# [Task prompt]
Look through the lines below and copy each one that includes "brown".

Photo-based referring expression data
——————————

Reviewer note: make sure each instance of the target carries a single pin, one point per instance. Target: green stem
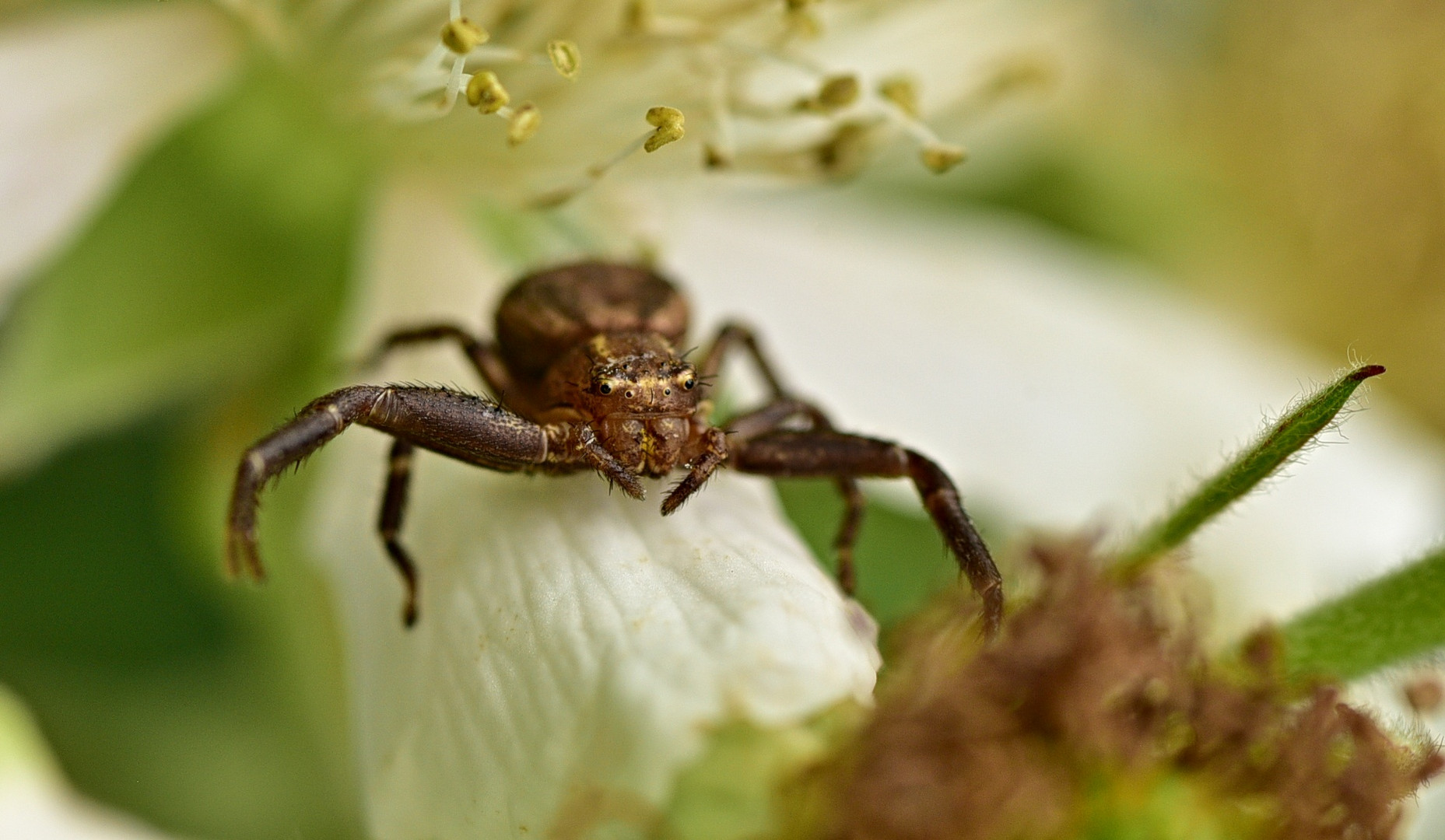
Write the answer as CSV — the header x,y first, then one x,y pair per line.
x,y
1387,621
1273,450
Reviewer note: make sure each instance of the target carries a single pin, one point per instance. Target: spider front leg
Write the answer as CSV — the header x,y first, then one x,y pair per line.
x,y
480,352
389,523
460,426
772,418
782,410
837,455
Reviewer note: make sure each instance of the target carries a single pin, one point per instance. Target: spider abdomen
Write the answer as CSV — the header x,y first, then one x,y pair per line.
x,y
551,312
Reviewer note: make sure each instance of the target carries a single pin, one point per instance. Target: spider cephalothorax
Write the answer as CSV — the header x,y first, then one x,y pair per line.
x,y
587,376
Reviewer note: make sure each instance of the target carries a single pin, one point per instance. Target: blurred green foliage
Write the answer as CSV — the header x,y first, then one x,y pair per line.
x,y
198,308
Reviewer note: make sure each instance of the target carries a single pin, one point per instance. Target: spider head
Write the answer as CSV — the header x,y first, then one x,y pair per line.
x,y
637,376
637,394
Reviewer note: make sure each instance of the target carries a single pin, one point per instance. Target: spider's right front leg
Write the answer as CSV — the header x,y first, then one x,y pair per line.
x,y
480,352
460,426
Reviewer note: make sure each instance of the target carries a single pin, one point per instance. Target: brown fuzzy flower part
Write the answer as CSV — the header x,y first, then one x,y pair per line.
x,y
1093,712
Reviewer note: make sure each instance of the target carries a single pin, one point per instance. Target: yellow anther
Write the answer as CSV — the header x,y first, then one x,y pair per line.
x,y
637,16
714,158
846,152
662,136
942,156
902,91
461,35
566,57
665,117
486,93
838,93
524,123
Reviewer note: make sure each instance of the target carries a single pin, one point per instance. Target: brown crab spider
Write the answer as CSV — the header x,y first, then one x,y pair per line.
x,y
584,376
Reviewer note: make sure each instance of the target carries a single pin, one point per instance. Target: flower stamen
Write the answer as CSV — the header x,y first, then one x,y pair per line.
x,y
668,128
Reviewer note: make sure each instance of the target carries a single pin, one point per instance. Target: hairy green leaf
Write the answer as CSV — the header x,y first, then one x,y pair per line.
x,y
1387,621
1279,443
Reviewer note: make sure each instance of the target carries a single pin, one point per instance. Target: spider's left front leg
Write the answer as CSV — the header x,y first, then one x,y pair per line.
x,y
837,455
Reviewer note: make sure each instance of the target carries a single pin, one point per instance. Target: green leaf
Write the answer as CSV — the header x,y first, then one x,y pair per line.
x,y
738,789
223,259
1387,621
1279,443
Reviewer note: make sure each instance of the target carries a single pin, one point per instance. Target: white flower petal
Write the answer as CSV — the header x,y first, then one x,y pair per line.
x,y
82,93
1061,386
35,803
571,639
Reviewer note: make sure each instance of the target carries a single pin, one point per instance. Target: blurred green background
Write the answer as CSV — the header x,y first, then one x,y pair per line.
x,y
1285,160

——————————

# [Answer section]
Reviewer note: make sure each instance of the target carries a single pin, one point per instance. Target: brown fuzzy flower part
Reviewer note: make sure each instance of the target carries a single pin, one point per instance. Target: brown crab spider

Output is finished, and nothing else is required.